DATA:
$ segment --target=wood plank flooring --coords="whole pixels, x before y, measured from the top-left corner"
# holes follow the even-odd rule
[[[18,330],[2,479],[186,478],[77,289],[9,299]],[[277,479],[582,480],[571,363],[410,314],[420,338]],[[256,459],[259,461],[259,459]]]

--

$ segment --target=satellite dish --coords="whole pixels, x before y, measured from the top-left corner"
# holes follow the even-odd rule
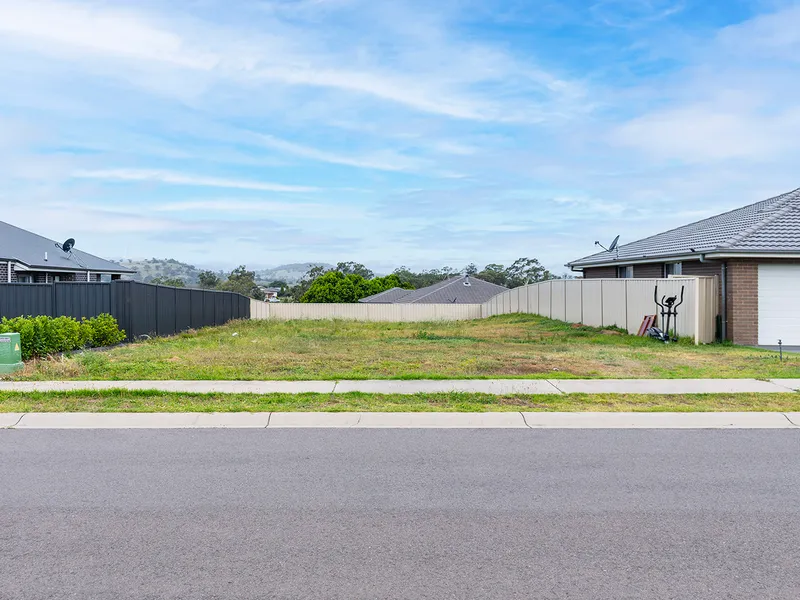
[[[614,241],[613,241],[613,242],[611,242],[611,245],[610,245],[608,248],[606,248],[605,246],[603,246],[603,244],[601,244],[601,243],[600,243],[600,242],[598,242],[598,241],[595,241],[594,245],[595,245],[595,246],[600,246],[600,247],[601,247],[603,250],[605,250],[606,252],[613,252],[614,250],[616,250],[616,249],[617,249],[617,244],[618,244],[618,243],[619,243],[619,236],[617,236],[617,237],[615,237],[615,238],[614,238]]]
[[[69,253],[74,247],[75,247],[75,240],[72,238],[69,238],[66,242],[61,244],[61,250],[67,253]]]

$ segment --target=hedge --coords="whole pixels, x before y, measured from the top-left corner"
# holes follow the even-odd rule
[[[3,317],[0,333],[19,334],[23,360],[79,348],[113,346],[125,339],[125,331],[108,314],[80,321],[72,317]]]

WORK INSTRUCTION:
Where the word "left" appears in a line of the entries above, count that line; give only the number.

SOLUTION BELOW:
3